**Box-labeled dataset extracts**
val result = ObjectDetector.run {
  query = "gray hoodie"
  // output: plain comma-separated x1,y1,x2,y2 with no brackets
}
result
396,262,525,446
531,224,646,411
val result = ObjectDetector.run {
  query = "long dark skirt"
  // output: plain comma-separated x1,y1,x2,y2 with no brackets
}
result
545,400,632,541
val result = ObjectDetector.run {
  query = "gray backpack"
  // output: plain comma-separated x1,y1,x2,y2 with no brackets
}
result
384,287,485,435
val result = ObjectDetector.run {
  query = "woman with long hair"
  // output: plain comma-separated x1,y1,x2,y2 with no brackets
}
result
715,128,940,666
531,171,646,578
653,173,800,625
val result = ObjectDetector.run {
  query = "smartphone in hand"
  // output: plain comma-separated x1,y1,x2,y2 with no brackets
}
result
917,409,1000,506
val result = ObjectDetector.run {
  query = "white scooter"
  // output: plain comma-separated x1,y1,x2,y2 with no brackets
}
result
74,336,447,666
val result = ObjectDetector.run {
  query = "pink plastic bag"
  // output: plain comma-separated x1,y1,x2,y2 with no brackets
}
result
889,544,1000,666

* * *

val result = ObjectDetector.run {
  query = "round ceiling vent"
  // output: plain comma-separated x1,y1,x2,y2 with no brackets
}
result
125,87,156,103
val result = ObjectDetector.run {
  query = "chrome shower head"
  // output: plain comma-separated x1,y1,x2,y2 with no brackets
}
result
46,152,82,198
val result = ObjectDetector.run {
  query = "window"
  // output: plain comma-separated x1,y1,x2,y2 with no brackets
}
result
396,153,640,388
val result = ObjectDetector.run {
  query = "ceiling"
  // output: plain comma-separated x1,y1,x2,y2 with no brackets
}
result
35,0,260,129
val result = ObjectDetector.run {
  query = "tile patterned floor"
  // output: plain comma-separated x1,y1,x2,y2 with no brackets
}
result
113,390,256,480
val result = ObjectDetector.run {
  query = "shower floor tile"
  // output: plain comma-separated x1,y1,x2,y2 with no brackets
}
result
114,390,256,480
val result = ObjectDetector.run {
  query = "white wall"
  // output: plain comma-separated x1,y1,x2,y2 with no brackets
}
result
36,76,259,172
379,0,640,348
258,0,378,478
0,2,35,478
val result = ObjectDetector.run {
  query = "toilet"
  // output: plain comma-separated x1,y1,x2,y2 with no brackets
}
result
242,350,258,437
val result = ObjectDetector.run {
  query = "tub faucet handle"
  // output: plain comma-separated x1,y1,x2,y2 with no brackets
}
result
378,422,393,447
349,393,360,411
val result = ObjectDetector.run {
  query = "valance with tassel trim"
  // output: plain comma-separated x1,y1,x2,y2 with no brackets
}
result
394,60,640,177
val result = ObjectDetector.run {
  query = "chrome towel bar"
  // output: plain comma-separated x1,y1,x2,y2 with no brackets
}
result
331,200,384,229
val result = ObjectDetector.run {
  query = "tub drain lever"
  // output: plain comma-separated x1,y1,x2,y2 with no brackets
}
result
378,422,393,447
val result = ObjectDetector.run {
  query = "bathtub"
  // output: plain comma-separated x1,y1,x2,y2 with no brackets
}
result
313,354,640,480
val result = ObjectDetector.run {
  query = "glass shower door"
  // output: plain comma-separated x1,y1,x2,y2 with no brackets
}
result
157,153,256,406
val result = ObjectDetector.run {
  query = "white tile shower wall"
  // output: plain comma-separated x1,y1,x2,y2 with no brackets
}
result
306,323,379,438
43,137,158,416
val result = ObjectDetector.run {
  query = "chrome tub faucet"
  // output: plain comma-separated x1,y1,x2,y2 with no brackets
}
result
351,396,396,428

**Exercise task**
Copy each line of the material above that contains the word "chrome". Only lines where the case matches count.

**Response**
  query = "chrome shower head"
  query = "chrome towel bar"
  query = "chrome tub faucet"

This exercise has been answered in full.